**次の課題:**
1: 情報セキュリティ調査の本文を2文でまとめてください。
2: 情報セキュリティ調査の本文を、最後の文のあとから書き継いでください。

**本文:**

·····

IT専門調査会社のIDC Japanは今年の1月、国内企業638社を対象とした情報セキュリティ対策の実態調査を実施。このほどその結果を発表した。
情報セキュリティ関連投資の増減率は、昨年度の2012年度(会計年)との比較で13年度は「増加している」と回答した企業が18.6%にのぼり、「同減少する」の11%を上回った。来年度の14年度も、13年度との比較で「増加する」(20.1%)が「減少する」(11%)を上回り、標的型攻撃が急増した11年度(会計年)から増加に転じて以来、情報セキュリティ関連投資は今後も増加傾向で推移しそうだ。なお、14年度にセキュリティ投資を増加する企業では、モバイル向けセキュリティ対策を投資重点項目としている企業が多い。
情報セキュリティ対策の導入率を具体的な項目でみると、外部からの脅威管理の導入にあたる「ファイアウォール/VPN」「PCでのアンチウイルス」が6割以上。一方で内部脅威対策にあたる「情報漏洩対策やアイデンティティ/アクセス管理」「セキュリティ/脆弱性管理」は導入率が4割ほど。外部に比べて内部のほうが導入が遅れ気味だ。

·····

(保存されたデータ項目)
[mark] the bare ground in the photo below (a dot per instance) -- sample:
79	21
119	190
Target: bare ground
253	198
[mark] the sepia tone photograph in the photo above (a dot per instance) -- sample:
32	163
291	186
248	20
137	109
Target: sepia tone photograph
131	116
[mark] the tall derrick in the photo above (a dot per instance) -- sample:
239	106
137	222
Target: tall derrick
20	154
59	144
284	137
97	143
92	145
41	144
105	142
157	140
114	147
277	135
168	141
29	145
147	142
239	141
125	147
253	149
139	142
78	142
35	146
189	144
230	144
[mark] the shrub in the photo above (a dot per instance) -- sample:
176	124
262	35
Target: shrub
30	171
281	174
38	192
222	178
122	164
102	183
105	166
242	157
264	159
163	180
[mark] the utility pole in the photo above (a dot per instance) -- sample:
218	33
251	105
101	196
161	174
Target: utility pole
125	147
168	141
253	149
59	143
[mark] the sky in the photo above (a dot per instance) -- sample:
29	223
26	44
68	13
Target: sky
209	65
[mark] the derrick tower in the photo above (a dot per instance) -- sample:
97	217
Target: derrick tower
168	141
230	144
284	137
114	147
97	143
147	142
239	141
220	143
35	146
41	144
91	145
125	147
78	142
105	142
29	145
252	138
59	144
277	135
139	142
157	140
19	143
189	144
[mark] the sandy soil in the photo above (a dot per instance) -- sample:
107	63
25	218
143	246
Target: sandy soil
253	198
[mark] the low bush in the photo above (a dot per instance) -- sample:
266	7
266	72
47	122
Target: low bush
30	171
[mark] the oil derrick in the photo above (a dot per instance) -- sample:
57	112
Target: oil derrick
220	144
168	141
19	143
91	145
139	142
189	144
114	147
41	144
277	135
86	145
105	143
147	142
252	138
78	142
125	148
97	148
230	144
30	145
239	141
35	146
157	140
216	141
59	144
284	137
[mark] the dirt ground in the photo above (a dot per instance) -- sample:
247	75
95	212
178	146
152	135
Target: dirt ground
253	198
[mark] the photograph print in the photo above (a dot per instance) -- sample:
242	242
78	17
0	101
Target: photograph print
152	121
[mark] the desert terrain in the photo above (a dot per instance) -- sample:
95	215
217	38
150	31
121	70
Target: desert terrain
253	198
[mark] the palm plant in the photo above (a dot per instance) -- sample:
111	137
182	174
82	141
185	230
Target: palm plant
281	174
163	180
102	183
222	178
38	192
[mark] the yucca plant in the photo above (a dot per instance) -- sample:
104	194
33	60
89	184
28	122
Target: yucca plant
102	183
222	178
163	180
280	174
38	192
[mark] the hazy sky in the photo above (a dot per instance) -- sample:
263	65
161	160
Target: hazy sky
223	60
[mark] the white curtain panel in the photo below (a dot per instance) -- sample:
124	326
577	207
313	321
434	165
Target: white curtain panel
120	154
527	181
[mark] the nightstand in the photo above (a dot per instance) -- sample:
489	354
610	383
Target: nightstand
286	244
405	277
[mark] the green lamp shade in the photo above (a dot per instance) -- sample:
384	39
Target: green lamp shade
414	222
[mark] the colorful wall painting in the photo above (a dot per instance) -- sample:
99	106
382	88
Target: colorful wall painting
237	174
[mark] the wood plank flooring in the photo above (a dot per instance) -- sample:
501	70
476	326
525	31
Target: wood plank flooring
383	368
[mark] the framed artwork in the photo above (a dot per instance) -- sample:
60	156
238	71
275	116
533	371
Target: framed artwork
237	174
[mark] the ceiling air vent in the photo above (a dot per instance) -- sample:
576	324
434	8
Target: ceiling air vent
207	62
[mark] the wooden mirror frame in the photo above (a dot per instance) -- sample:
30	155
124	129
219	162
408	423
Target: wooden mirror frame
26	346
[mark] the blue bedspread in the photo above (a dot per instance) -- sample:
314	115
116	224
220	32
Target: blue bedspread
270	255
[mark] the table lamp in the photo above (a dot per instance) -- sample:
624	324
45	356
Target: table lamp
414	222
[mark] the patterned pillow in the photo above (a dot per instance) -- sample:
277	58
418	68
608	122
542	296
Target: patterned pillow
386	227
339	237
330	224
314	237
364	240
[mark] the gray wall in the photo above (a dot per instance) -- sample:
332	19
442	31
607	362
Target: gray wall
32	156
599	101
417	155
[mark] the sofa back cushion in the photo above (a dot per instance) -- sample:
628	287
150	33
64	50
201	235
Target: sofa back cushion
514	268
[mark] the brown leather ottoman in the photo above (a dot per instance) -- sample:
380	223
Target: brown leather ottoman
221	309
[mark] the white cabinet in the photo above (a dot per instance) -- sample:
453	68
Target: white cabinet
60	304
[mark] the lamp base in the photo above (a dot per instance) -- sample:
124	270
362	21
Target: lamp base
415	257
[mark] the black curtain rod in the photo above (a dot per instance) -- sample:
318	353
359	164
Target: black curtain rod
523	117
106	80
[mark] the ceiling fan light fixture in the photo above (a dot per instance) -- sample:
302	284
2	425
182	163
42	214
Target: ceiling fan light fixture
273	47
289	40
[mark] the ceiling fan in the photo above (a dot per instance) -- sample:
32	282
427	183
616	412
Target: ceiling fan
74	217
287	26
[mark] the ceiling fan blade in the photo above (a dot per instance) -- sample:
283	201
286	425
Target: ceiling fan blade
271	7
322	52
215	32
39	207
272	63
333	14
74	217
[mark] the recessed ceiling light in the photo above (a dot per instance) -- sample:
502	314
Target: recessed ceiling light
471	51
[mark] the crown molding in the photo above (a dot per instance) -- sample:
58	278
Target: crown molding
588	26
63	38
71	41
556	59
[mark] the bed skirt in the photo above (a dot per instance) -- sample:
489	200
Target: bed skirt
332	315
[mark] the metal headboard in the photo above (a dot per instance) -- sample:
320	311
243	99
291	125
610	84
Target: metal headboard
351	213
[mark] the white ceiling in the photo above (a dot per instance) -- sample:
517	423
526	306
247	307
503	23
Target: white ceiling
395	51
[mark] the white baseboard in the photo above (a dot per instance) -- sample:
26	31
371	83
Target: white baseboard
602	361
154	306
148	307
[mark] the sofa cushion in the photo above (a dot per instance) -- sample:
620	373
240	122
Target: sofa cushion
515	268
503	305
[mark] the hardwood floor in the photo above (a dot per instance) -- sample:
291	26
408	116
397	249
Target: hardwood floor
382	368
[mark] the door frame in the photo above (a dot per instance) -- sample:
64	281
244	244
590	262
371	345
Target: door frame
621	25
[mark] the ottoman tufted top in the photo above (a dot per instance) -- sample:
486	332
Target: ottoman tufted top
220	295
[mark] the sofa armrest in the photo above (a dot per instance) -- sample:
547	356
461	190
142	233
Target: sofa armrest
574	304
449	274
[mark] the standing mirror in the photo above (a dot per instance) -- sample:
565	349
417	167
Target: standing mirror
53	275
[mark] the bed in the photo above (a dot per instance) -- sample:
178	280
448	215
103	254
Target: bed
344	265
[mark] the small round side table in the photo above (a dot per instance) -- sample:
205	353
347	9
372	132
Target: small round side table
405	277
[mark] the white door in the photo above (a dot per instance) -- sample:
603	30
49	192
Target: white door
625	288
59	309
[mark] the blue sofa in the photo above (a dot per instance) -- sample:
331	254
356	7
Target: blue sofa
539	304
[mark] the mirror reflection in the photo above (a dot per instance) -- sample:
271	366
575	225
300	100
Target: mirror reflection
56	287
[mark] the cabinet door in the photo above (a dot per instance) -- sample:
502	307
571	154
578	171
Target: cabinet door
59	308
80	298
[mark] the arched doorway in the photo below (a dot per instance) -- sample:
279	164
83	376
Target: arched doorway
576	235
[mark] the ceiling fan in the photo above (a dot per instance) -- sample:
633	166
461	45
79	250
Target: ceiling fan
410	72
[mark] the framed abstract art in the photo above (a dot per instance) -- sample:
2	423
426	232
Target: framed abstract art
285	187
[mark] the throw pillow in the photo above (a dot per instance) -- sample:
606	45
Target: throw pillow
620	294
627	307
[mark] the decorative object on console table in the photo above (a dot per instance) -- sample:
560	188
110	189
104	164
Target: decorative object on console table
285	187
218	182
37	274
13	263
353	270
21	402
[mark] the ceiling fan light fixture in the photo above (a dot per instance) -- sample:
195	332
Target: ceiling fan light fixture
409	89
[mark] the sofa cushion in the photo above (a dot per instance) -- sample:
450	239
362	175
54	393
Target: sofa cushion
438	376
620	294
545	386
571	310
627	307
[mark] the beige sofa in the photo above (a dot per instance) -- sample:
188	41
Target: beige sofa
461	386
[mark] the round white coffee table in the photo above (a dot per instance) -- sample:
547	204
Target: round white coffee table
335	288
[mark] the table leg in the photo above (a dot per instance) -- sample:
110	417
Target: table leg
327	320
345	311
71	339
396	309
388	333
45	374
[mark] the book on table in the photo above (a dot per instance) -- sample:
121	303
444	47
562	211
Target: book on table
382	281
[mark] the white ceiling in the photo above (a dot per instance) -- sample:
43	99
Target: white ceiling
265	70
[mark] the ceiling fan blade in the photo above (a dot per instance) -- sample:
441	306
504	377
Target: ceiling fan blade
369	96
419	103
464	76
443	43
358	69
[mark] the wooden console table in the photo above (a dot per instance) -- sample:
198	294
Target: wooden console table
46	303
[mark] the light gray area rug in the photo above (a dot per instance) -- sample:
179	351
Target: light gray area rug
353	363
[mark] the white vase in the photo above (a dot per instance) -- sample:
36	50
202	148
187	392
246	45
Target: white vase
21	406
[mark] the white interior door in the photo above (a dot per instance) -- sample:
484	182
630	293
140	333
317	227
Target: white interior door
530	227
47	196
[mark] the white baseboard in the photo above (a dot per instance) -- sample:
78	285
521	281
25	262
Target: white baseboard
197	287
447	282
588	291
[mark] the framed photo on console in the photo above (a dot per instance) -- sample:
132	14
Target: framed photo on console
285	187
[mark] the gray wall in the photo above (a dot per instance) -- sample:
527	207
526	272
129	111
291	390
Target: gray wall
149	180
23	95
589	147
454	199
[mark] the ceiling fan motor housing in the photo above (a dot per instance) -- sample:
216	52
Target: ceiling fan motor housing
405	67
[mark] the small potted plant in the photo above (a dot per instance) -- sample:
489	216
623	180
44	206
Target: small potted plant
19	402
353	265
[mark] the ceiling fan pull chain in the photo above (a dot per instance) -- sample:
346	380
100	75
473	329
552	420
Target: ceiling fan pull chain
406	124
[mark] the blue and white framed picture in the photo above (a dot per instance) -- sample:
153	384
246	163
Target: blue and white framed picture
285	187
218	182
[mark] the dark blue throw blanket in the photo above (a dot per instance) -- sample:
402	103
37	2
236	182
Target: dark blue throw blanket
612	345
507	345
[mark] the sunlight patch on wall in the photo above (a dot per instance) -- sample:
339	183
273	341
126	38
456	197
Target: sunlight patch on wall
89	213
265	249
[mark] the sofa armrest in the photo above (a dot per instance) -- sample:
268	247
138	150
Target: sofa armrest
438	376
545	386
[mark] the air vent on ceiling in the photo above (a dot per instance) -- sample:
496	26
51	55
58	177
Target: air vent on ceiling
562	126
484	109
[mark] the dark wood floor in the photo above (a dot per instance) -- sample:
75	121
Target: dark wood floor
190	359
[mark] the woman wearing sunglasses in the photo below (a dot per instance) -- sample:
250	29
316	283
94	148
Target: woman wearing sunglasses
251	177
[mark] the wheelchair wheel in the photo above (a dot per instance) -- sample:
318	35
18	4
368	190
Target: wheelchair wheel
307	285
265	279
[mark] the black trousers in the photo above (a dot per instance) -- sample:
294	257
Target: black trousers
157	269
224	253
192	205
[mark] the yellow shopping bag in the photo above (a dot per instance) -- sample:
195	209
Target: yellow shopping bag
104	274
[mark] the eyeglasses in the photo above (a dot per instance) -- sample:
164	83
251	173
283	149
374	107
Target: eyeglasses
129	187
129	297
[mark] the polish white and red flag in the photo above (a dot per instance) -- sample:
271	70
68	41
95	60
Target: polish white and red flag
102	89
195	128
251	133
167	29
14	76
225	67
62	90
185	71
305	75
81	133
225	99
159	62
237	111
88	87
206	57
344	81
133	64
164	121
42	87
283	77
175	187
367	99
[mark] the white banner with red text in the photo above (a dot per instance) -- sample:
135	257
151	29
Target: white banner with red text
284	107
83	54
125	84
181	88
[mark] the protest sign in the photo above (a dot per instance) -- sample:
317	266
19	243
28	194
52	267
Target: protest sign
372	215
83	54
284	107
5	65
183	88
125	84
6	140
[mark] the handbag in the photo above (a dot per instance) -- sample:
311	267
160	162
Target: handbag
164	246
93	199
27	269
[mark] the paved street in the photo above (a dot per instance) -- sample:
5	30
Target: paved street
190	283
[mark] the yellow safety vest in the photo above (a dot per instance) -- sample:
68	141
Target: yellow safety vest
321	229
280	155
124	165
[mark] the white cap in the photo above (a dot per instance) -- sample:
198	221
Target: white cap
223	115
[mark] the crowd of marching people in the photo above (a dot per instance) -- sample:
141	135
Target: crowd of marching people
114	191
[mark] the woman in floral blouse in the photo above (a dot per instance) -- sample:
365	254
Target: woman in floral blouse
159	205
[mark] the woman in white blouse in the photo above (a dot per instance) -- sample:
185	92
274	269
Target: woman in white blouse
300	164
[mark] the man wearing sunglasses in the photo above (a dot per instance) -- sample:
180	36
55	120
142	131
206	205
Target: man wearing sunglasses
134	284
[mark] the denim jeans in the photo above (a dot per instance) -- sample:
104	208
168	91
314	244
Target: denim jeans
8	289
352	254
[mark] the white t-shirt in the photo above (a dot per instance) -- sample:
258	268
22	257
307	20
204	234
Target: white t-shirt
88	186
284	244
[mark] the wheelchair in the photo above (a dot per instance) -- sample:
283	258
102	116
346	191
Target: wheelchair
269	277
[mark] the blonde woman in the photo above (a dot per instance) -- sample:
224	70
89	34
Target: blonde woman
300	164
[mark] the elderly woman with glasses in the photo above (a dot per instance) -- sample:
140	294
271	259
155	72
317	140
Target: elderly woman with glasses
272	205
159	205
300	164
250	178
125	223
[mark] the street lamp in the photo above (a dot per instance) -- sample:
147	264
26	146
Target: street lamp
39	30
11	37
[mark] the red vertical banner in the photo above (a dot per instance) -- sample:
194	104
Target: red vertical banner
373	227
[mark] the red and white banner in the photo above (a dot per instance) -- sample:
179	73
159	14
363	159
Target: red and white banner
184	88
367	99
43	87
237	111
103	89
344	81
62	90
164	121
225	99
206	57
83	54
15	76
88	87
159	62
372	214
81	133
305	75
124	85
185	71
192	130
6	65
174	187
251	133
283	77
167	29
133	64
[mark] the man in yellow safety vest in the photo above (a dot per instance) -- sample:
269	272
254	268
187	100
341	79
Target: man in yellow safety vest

·····

**回答:**
1: IDC Japanは今年1月に国内企業638社の情報セキュリティ対策を調べ、13年度の関連投資が「増加している」企業は18.6%で「減少する」の11%を上回り、14年度も投資は増加傾向で推移しそうだとしている。対策の導入率では「ファイアウォール/VPN」などの外部脅威対策が6割以上なのに対し、内部脅威対策は4割ほどで、内部のほうが導入が遅れ気味だ。

2:
セキュリティ被害では、ウイルス感染被害に遭遇した企業が3割以上と最多。また、前回(2013年1月)の調査結果との比較で、Webアプリケーションサーバーや業務アプリケーションサーバー、製造ライン、POS端末でセキュリティ被害を受けたと回答した企業の比率が高まった。
また、セキュリティ被害に遭遇した企業では、24時間以内に被害を収束させた企業が最も多い結果となった。その背景として、最高セキュリティ責任者(CSO)や最高情報責任者(CIO)を設置している企業が、設置していない企業よりも、被害の収束時間が短い傾向にあるという。